Consignes ▸
A) D'après l'article sur le gouvernement Diab, entre quels lieux des contacts auraient-ils été menés loin des feux de la rampe ?
B) Poursuivez l'article sur le gouvernement Diab à la suite de sa dernière phrase.

═════ Extrait choisi ═════

« La responsabilité de ce qui se passe au niveau financier incombe à trois parties : le gouvernement, la BDL et les banques. Les pertes doivent donc être assumées par ces trois parties, et non pas par les déposants. » C’est la première critique frontale adressée par le président Michel Aoun au gouvernement de Hassane Diab depuis sa mise sur pied en janvier dernier. M. Aoun s’est également interrogé sur « la spontanéité » des manifestations violentes, émeutes et actes de vandalisme qui ont marqué la nuit de jeudi à vendredi, et qui se sont répétées dans la nuit d’hier. Le fait de faire assumer au gouvernement une part de responsabilité dans la crise financière aiguë a été interprété, dans certains milieux, comme l’expression d’une volonté soit de remanier, soit de changer le gouvernement. Une interprétation rendue crédible par des rumeurs qui ont circulé la semaine dernière sur un éventuel remaniement ministériel, le rendement de certains membres de l’équipe de Hassane Diab faisant l’objet de critiques.
Ces rumeurs étaient associées, parallèlement, à des informations relatives à des contacts menés loin des feux de la rampe entre la banlieue sud, Aïn el-Tiné, Clemenceau et la Maison du Centre dans la perspective d’un éventuel retour de l’ancien Premier ministre, Saad Hariri, pour diriger un gouvernement de politiques, mais non partisans. Toutefois, selon des sources bien informées, le chef du courant du Futur aurait posé comme condition à une telle option que le Hezbollah et le CPL n’y soient pas représentés afin qu’il puisse engager avec la communauté internationale les pourparlers nécessaires pour drainer des fonds de soutien et des investissements au Liban. Mais aussi bien dans les milieux de M. Hariri que dans ceux du Hezbollah, on a écarté cette éventualité, estimant que le gouvernement Diab est là jusqu’à la fin du mandat de Michel Aoun, pour la seule raison que personne ne peut aujourd’hui se permettre le luxe de prendre le temps nécessaire pour le remplacer par une nouvelle équipe ministérielle. De sources proches de la Maison du Centre, on reconnaît qu’il y a eu des contacts multidirectionnels la semaine dernière, mais que quel que soit le gouvernement qui pourrait être mis en place, si jamais celui de Hassane Diab rend le tablier, il devra composer avec le chef du CPL, Gebran Bassil, l’homme de l’ombre, à travers la présidence de la République. Et cela, Saad Hariri n’est plus disposé à le faire, affirme-t-on de mêmes sources.

═════ Données fournies ═════

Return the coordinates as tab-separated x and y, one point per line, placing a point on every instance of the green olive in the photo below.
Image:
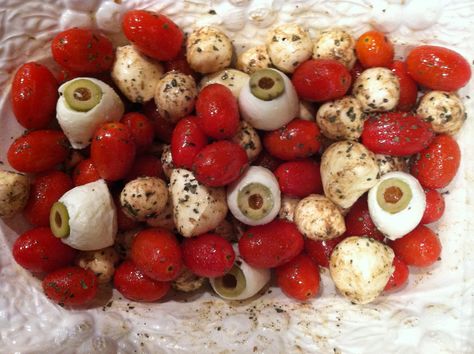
267	84
82	95
393	195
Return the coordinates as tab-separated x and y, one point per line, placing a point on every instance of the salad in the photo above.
349	186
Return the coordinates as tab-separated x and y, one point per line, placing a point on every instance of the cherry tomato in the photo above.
438	68
396	133
408	87
71	286
83	51
299	278
187	140
157	254
321	80
38	151
420	247
217	111
153	34
34	95
434	206
46	189
374	49
271	245
113	150
298	139
299	178
38	251
220	163
208	255
130	281
437	165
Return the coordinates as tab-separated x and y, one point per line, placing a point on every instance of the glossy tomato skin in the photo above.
271	245
299	178
83	51
217	111
396	134
438	68
46	189
34	95
419	248
153	34
299	278
220	163
130	281
71	286
437	165
39	251
186	142
38	151
298	139
321	80
113	150
157	254
208	255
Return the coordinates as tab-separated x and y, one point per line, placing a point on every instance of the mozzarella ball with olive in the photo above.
269	101
208	50
135	74
377	89
396	204
254	198
83	105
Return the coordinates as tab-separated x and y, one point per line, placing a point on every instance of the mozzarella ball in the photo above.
253	59
360	268
443	110
336	44
318	218
288	45
342	119
14	193
135	74
175	95
208	50
348	170
396	204
377	89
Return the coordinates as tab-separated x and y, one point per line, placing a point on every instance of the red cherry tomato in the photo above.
374	49
38	151
408	87
34	96
217	111
397	134
208	255
438	68
46	189
434	207
298	139
71	286
83	51
136	286
271	245
299	178
157	254
299	278
321	80
419	248
220	163
153	34
38	251
113	150
437	165
187	140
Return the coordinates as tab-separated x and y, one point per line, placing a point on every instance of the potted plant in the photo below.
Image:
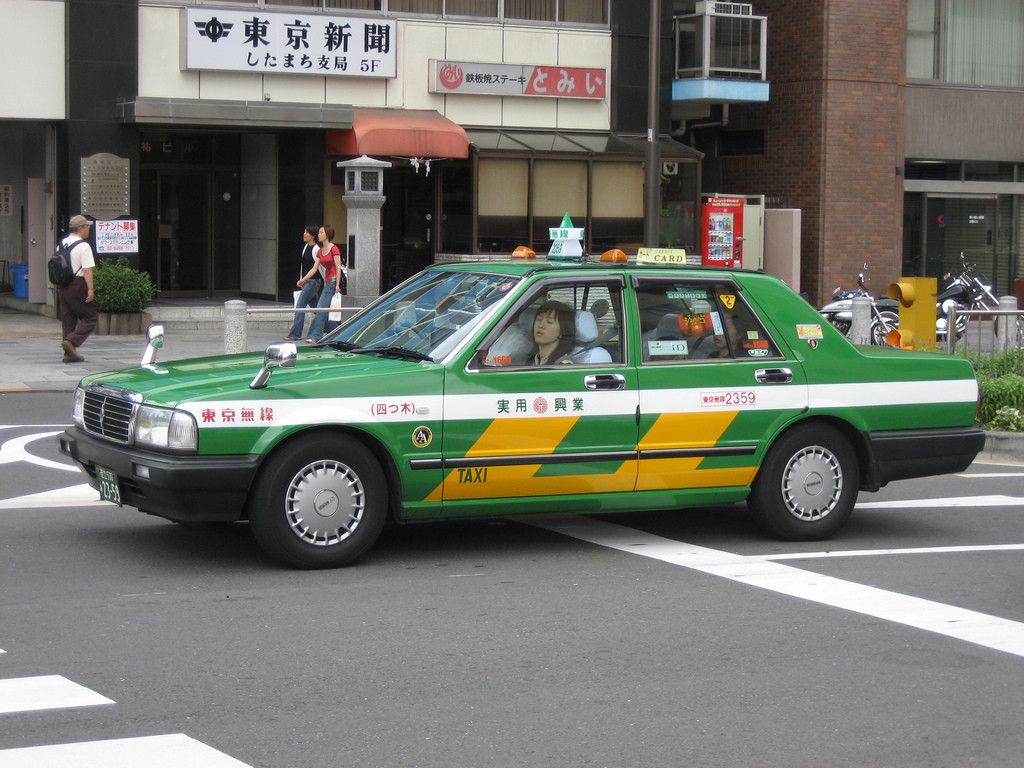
122	293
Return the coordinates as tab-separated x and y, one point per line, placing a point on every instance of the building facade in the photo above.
893	126
211	131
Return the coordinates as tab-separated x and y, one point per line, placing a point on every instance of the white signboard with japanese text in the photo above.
120	236
517	80
288	43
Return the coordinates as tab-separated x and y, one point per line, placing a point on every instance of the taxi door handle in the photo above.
773	375
605	381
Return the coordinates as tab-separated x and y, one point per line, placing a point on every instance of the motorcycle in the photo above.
966	291
885	316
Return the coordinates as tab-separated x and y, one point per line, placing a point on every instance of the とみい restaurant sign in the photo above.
516	80
288	43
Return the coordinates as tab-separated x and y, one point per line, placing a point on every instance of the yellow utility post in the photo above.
916	312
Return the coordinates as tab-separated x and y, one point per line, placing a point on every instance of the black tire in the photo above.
880	330
807	485
318	503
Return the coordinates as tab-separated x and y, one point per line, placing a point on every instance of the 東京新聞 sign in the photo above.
288	43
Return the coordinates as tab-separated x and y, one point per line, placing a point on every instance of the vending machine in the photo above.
722	232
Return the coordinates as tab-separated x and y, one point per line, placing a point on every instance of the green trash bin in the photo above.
19	279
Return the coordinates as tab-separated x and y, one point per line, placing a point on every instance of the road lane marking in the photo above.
170	751
45	692
13	451
990	474
980	629
908	551
73	496
958	501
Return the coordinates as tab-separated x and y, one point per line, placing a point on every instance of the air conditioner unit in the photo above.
707	7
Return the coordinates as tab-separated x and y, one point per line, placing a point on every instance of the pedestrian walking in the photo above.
78	305
330	258
310	282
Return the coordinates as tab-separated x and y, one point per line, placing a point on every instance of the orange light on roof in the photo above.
523	252
613	255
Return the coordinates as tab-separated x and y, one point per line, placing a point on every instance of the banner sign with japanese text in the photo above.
288	43
516	80
120	236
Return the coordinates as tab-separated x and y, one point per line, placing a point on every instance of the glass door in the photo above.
968	223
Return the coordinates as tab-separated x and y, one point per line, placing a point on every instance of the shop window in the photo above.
988	171
559	187
616	217
502	221
479	8
935	170
416	6
739	143
535	10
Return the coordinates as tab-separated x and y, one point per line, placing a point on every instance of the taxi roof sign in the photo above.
662	256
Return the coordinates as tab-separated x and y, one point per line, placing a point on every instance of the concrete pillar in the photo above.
236	335
364	199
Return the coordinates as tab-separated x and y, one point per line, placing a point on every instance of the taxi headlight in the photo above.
78	409
164	428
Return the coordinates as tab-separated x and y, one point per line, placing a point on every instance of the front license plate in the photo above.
109	488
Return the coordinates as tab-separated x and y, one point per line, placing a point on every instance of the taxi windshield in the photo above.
426	316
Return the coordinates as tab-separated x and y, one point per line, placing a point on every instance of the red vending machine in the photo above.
722	232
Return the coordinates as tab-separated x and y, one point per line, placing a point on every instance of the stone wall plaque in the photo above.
105	186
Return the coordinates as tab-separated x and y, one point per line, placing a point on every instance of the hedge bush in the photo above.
999	392
120	287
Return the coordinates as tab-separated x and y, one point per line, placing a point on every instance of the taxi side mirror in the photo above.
155	336
276	355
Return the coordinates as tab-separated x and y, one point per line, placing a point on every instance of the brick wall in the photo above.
834	135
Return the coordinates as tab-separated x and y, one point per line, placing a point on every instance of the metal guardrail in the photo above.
991	331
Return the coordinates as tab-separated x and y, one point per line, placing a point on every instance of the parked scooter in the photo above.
839	311
966	291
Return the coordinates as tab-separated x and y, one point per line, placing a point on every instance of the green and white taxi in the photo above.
521	387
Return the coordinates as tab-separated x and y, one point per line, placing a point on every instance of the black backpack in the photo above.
58	267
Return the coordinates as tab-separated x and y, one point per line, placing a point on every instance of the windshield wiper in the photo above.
397	352
344	346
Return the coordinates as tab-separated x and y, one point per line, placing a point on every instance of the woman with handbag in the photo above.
309	284
330	259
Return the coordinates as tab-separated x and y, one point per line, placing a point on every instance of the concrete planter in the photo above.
122	324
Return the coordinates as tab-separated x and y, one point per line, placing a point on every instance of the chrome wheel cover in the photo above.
325	503
812	483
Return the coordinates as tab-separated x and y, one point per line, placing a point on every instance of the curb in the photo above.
1003	446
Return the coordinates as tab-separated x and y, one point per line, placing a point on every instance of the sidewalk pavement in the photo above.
31	353
30	348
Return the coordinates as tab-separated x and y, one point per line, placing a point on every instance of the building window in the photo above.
571	11
616	218
966	42
502	205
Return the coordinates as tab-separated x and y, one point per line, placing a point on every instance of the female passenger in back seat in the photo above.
554	333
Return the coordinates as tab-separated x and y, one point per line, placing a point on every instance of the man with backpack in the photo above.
78	307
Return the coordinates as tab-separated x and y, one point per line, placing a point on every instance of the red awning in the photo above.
406	133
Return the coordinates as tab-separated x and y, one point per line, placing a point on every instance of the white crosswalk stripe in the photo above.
45	692
980	629
170	751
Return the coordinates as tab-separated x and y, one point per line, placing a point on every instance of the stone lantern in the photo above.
364	198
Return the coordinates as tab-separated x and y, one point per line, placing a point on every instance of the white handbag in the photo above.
334	316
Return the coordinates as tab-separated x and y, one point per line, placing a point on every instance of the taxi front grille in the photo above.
109	416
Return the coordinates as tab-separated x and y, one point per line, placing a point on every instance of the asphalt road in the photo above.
684	639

═════

Réponses par exercice ▸
A) La banlieue sud, Aïn el-Tiné, Clemenceau et la Maison du Centre.

B)
Berry et Raï à la rescousse
Dans ce contexte de crise, il est donc clair que le Hezbollah et Amal ne sont pas favorables à un changement ministériel. Dans les milieux du Hezbollah, on assure ainsi que l’équipe Diab est appelée à rester jusqu’à la fin du mandat Aoun ou l’élection d’un nouveau Parlement. Les deux échéances sont prévues en 2022.Ceci dit, réagissant à la crise économique et aux émeutes qui la marquent, deux Conseils des ministres se sont tenus hier, l’un au grand Sérail, l’autre à Baabda. À l’issue de cette dernière réunion, une cellule de crise chargée du suivi du cours du dollar sur le marché libre a été formée (voir aussi page 8). Cette cellule sera présidée par le ministre des Finances, Ghazi Wazni, et composée des ministres de l’Économie, de l’Environnement et du Développement administratif, et de l’Information, du gouverneur de la Banque centrale, du président de l’Association des banques, du président du syndicat des agents de change et du directeur général de la Sûreté générale. Elle tiendra sa première réunion lundi, selon une source ministérielle citée par notre correspondante à Baabda, Hoda Chedid.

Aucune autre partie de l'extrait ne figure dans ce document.